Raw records
————————
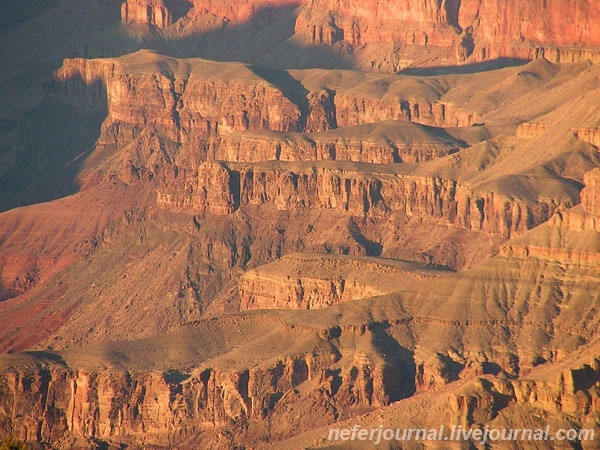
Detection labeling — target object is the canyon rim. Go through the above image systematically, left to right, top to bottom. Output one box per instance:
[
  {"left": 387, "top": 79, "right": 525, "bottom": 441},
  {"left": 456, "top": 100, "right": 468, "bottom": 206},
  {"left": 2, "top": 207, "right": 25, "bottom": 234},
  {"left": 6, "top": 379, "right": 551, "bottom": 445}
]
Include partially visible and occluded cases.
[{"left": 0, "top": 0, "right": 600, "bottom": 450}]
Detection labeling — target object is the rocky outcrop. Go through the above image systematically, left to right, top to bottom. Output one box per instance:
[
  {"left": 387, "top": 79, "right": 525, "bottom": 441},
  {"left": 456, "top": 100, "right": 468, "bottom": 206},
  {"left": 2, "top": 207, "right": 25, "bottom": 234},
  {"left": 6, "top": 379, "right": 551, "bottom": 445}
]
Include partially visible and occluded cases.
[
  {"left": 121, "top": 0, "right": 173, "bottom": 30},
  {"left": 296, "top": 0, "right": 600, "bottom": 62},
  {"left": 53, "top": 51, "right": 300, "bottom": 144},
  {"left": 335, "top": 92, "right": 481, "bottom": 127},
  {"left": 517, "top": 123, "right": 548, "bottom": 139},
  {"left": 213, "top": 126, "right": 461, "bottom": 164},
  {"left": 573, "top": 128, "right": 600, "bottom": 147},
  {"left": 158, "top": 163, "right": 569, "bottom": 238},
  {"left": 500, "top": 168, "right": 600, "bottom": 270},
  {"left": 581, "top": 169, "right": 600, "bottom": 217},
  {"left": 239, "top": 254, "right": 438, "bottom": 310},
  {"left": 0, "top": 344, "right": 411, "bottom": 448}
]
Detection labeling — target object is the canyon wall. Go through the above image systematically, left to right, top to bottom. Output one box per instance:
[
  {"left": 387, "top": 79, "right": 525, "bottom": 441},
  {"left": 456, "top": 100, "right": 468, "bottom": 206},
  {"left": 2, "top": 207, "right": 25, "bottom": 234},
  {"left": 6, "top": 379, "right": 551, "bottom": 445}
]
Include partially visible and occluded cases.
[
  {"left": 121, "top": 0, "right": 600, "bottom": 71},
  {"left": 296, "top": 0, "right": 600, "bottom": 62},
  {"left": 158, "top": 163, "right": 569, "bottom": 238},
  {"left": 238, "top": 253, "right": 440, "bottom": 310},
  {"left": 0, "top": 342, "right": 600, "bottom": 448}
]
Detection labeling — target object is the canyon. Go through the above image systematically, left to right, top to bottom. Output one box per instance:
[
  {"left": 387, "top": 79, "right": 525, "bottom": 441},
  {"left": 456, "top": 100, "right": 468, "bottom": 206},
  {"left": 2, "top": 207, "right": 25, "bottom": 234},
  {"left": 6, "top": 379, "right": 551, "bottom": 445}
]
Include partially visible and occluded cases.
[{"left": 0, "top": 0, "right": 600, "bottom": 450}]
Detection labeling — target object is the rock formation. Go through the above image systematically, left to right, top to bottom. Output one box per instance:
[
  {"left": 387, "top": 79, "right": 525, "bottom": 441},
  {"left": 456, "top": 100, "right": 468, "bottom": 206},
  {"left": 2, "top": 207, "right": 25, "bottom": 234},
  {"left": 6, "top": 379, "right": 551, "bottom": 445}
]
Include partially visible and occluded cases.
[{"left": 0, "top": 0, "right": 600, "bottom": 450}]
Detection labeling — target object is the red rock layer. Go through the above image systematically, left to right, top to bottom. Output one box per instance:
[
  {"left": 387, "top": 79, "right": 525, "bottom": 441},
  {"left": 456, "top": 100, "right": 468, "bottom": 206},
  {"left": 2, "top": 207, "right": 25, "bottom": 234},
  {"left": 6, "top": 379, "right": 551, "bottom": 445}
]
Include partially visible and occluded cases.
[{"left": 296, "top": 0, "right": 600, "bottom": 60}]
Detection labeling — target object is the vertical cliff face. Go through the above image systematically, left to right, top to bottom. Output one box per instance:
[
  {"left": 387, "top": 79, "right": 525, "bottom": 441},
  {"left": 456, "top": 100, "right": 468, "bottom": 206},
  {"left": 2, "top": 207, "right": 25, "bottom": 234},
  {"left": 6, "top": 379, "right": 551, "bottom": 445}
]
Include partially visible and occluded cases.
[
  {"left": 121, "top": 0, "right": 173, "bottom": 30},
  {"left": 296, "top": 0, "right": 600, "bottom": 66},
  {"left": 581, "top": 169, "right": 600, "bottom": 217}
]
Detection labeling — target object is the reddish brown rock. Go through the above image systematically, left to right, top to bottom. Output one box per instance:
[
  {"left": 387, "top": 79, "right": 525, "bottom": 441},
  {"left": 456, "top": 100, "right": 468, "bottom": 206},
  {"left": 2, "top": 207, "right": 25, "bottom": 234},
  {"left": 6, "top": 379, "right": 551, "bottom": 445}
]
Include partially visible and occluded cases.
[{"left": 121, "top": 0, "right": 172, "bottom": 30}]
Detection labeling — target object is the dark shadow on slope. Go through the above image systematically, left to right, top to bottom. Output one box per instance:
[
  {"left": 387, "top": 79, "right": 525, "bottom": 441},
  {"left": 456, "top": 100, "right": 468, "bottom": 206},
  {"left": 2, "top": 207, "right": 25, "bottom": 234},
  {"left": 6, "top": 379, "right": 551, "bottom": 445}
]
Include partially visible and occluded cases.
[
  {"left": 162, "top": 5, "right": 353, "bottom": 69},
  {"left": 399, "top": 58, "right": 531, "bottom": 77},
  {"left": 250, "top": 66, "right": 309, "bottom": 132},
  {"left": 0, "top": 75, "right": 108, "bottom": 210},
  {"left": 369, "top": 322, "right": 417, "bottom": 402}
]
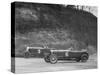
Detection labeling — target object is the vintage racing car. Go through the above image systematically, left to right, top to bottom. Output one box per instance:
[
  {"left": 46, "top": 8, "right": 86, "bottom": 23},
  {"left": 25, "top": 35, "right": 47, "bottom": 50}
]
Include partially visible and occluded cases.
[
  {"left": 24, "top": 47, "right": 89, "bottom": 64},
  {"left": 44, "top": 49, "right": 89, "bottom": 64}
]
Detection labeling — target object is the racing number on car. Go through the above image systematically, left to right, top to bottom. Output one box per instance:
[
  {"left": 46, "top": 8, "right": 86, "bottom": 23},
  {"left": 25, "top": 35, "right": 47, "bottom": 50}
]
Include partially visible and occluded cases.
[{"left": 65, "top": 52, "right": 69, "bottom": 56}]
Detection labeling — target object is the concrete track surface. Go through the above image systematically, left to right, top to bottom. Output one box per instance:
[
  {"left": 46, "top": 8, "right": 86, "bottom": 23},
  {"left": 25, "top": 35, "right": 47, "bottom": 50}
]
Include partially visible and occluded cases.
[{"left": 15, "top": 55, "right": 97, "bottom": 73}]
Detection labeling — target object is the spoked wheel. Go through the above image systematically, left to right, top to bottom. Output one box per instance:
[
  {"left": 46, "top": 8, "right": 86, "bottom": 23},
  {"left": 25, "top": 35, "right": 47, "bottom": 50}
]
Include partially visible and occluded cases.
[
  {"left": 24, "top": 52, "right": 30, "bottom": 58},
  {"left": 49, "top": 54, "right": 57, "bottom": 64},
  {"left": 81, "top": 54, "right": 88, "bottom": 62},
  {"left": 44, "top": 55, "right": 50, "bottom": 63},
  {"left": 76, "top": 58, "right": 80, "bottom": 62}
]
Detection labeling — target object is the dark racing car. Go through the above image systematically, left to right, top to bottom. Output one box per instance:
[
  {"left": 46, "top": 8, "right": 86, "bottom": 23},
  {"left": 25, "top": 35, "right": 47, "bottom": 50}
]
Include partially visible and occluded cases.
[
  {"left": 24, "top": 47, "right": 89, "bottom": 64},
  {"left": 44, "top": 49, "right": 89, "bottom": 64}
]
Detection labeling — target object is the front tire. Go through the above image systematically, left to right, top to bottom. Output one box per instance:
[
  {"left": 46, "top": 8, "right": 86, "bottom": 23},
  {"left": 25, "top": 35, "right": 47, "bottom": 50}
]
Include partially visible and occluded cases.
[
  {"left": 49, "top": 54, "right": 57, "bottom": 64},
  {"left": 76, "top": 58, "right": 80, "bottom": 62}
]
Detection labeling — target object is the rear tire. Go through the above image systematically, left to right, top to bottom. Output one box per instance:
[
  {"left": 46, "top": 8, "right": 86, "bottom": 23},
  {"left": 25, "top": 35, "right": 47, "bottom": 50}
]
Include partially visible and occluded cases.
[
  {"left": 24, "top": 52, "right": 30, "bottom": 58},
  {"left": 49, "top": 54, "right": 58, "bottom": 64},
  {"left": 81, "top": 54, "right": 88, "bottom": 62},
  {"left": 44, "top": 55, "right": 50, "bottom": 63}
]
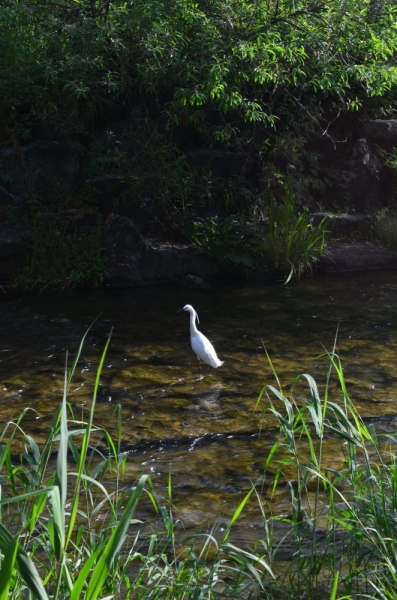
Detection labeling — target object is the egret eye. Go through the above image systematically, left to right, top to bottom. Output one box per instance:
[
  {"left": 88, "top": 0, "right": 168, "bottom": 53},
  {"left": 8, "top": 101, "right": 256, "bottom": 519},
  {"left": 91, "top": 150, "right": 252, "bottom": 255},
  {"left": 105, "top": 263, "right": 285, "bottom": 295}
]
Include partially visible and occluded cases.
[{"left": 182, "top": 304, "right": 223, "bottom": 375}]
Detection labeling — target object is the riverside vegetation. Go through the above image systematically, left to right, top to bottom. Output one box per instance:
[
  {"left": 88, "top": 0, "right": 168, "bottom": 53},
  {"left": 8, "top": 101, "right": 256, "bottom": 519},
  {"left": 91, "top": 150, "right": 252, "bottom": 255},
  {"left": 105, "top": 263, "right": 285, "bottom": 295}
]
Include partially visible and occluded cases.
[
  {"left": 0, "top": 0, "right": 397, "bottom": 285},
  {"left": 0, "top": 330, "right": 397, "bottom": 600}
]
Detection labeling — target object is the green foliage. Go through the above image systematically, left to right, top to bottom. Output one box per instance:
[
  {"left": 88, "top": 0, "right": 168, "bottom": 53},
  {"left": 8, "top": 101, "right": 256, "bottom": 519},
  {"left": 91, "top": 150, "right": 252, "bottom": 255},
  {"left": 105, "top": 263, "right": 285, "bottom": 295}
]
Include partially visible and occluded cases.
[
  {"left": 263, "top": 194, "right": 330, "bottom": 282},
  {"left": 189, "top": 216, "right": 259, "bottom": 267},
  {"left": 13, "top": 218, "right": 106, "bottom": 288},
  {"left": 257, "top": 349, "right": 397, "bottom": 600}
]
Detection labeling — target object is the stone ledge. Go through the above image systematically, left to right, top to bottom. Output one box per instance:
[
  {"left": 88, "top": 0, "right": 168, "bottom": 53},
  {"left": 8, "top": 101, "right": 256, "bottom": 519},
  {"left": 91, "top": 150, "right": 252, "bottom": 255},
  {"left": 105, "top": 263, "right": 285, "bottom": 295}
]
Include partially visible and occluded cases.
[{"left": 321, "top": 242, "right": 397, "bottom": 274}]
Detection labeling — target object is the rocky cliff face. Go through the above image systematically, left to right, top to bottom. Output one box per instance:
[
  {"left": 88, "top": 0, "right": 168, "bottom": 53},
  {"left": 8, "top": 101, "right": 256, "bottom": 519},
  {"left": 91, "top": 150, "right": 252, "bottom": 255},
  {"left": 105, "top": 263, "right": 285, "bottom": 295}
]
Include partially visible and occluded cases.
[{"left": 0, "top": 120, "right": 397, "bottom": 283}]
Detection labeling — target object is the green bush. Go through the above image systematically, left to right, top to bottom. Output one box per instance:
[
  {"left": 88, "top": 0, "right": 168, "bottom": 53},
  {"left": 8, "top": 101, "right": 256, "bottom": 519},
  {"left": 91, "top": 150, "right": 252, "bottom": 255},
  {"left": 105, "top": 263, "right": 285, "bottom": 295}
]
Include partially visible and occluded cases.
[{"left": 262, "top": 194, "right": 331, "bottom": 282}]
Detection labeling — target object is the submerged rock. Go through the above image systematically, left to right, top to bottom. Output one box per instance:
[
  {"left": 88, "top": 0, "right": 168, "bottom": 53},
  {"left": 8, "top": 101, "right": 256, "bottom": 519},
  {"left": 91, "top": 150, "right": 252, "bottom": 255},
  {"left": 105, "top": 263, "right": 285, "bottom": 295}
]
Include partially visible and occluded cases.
————————
### YOUR INSTRUCTIONS
Copy the records word for word, starting at the line with "Detection labeling — target object is the rocky cliff" and continuing through the end of the records, including both.

### WRITTEN ANSWER
Detection labeling — target object is the rocky cliff face. Go through the above image systematically, left to right, top to bottom. Output one box per instance:
[
  {"left": 88, "top": 0, "right": 168, "bottom": 53},
  {"left": 8, "top": 101, "right": 256, "bottom": 519},
  {"left": 91, "top": 150, "right": 252, "bottom": 255},
  {"left": 105, "top": 263, "right": 285, "bottom": 295}
]
Include partially visible and occluded cases.
[{"left": 0, "top": 120, "right": 397, "bottom": 283}]
Detection labeling — target object is the green bush. Go through the above image systematically, left to right, top to bottom. Output one box per instance:
[
  {"left": 88, "top": 0, "right": 168, "bottom": 53},
  {"left": 8, "top": 101, "right": 256, "bottom": 519},
  {"left": 91, "top": 150, "right": 252, "bottom": 255},
  {"left": 105, "top": 263, "right": 285, "bottom": 295}
]
Include partially visible and occluded cases.
[{"left": 262, "top": 194, "right": 331, "bottom": 282}]
Detection labeling — target object is the submerged rock. Go through the above image systematically, left to right, top to bottom. Output one box per instance:
[
  {"left": 88, "top": 0, "right": 168, "bottom": 53},
  {"left": 8, "top": 101, "right": 256, "bottom": 519},
  {"left": 91, "top": 150, "right": 252, "bottom": 255},
  {"left": 105, "top": 263, "right": 285, "bottom": 295}
]
Include partially visible and occluded cases.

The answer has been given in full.